### ФРАГМЕНТ СТРАНИЦЫ
==================================================

Улицы китайских городов, и больших, и маленьких, кишат народом. Вы видите и ощущаете, как велико население этой страны – чуть ли не полтора миллиарда человек. Каждый четвёртый человек на земле – китаец. Если сложить вместе США и Россию, и то половины Китая не наберётся. Страшно подумать!

Толпа выглядит довольно пестро. Времена синих маоцзедуновских френчей ушли в прошлое, и теперь на улицах царят яркие цвета; это праздник первой дарованной свободы – свободы одеваться. Среди молодых людей в моде чёрные кожаные куртки, но это не убавляет царящей в городе пестроты.

За месяц пребывания в Китае я побывал в трёх больших городах, в том числе в Шанхае, и в нескольких маленьких. Я бывал на улице днём и вечером, в рабочие дни и в выходные, в центре и на окраинах. И плотность толпы никогда не спадала. И в этой толпе, заметьте, все были китайцами. Кроме меня. На меня оглядывались. Раскрывали рты. Иногда показывали пальцами. Иногда сдержанно хихикали. Впервые в жизни я испытал это чувство – быть внешне не таким, как все, и мне стало не по себе. Захотелось пожелтеть и прищуриться.

Взрослое население ещё как-то соблюдало приличия. Моим несчастьем были дети. Эти негодяи реагировали на меня так, как будто увидели живого птеродактиля. Они вскрикивали, дёргали друг друга за рукав, чтобы, не дай Бог, друг не пропустил зрелища, они хохотали до слёз. Одна девочка, взглянув на меня, завизжала так, что на улицах Шанхая остановились троллейбусы. Один мальчик заплакал от страха. Я стал прятаться при виде скопления детей. Я поймал себя на том, что злорадствую по поводу закона, ограничивающего деторождение в Китайской Народной Республике.

Загадка частной инициативы

Находясь в Китае, я редко оставался один. Куда бы я ни ехал, меня сопровождали, как минимум, два человека – шофёр и переводчик, а зачастую ещё и какой-нибудь любознательный друг шофёра или друг переводчика. Но однажды, уже возвращаясь в Америку, я провёл целый день в одиночестве. Это было в Хонгчжу, в прелестном городе, одном из самых знаменитых туристских мест Китая. Не так давно, лет, может, тысячу или две назад, Хонгчжу был столицей, и с тех пор в нём сохранились памятные исторические места, овеянные ароматом легенд, и множеством больших и маленьких Будд, высеченных в скалах.

==================================================

### НАБОР ДАННЫХ
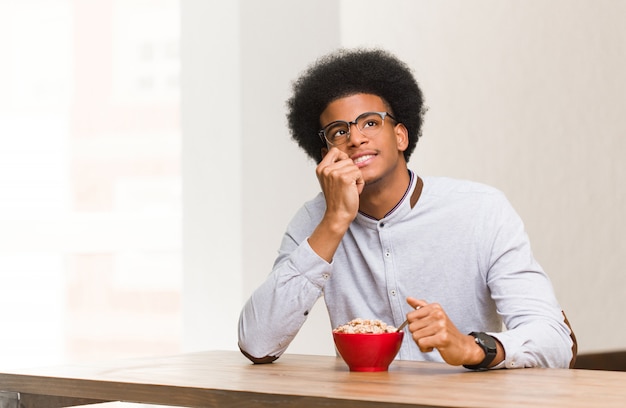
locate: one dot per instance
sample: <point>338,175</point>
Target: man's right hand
<point>342,183</point>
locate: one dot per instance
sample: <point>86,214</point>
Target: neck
<point>377,199</point>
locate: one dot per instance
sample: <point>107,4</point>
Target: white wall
<point>526,96</point>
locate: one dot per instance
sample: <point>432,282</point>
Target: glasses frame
<point>322,132</point>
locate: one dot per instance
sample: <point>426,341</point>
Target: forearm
<point>276,311</point>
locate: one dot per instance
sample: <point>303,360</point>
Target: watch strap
<point>489,346</point>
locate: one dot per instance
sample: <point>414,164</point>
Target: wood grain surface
<point>227,379</point>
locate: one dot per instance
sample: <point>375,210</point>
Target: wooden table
<point>227,379</point>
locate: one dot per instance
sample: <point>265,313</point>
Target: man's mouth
<point>363,158</point>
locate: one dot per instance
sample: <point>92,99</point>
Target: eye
<point>337,131</point>
<point>370,120</point>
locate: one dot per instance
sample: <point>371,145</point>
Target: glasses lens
<point>370,123</point>
<point>337,132</point>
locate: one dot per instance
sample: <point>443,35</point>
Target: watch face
<point>486,341</point>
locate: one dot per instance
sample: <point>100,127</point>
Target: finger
<point>415,303</point>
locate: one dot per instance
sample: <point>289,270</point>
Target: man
<point>381,242</point>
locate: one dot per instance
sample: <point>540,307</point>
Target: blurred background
<point>147,176</point>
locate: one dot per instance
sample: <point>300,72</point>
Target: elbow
<point>258,360</point>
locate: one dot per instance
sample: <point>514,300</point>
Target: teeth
<point>362,158</point>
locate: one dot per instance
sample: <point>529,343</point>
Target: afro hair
<point>346,72</point>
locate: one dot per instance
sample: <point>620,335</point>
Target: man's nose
<point>356,136</point>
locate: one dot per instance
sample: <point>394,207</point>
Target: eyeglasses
<point>369,124</point>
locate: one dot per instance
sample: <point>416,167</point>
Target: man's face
<point>379,155</point>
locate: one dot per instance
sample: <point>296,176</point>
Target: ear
<point>402,137</point>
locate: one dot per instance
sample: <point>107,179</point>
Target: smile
<point>362,159</point>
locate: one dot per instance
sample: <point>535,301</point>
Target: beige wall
<point>526,96</point>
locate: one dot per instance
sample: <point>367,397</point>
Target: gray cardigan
<point>462,246</point>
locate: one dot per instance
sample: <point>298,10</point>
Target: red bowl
<point>368,351</point>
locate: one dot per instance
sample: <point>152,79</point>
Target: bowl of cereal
<point>367,345</point>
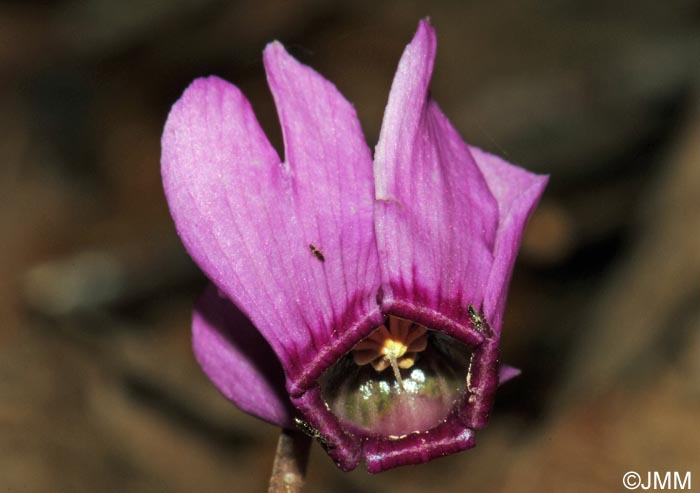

==================================================

### ЗАДАНИЕ
Продолжите очерк о поездке по Китаю, начав сразу после его последнего предложения. Материал здесь не понадобится.

### ПИСЬМЕННЫЙ ОТВЕТ
Город лежит на берегу живописного озера, по которому изящно разбросаны искусственные острова, сделанные людьми в различные периоды китайской истории.

Был тихий солнечный день, толпы людей слонялись по берегам озера, и среди них бродил я, одинокий монстр, страдающий комплексом неполноценности от внешней непохожести на других. Вдоль тротуаров теснились частные торговцы всякой всячиной – фруктами, орехами, кока-колой, дешёвыми самодельными сувенирами. Иногда попадались экзотически одетые молодые люди; по-моему, это были колдуны или знахари. Они продавали какие-то порошки, корни, черепа и кости диких зверей, что-то пушистое или зубастое, наводящее жуть. Всегда в их репертуаре была засушенная когтистая лапа тигра. Тигр символизирует силу и мужественность. То ли они продавали эту лапу целиком, то ли просто давали потрогать, этого я так и не понял.

Озеро было усеяно лодками с туристами; ещё больше таких лодок стояло вдоль берега, и их владельцы зазывали прохожих. Естественно, я был для них желанной добычей. По-английски они не говорили, а молча хватали меня за рукав, показывали карту озера и тыкали пальцем в острова, на которые они готовы были меня немедленно отгрести за тридцать шесть юаней. Цена была приличная, около семи долларов, и я, как всякий уважающий себя американец, не мог позволить себе пасть жертвой первого же предложения без сравнения вариантов.

Занятие это оказалось бессмысленным: все лодки были одинаковыми, тяжёлыми деревянными челнами, в которых гребец сидел на корме с одним веслом, и цена была всегда одна и та же – тридцать шесть юаней. Так к моему страданию от комплекса неполноценности добавилось ещё и страдание от невозможности сделать выбор. А главное, мучила загадка: как при явном наличии всех элементов свободного предпринимательства, а именно – частной инициативы, конкуренции и предложения, превышающего спрос, как при всём этом не было хотя бы минимального, но естественного колебания в цене и качестве сервиса? И тут подошёл молодой человек и сказал с напористой вежливостью:

– Would you like to take my boat, sir? (Не хотите ли взять мою лодку, сэр?)

Так вдруг решилась проблема выбора и забрезжила возможность познать тайну бизнеса на озере Хонгчжу.

– Да, конечно, – ответил я с достоинством. – Конечно я would like, чего там.

Молодой человек извлёк замусоленную карту озера и показал мне три острова, на которые он меня сейчас же отгребёт с возвратом на прежнее место. Цена тридцать шесть юаней.

– Даю тридцать, – сказал я и затаил дыхание.

– Не могу, сэр, – огорчился молодой человек. – Цена – тридцать шесть.

– Ну, тогда так: я плачу тридцать, а ты гребёшь меня не на три, а на два острова. Идёт?

– Вы можете не ездить на третий остров, если не хотите, сэр, – сказал молодой человек. – Но цена всё равно – тридцать шесть.

– Тогда так: ты меня отвезёшь на все три острова, а потом ещё на другой берег. И я плачу за это не тридцать шесть, а сорок пять. Договорились?

– Я вас отвезу на другой берег, если хотите, сэр, – терпеливо сказал молодой человек. – Но цена всё равно тридцать шесть.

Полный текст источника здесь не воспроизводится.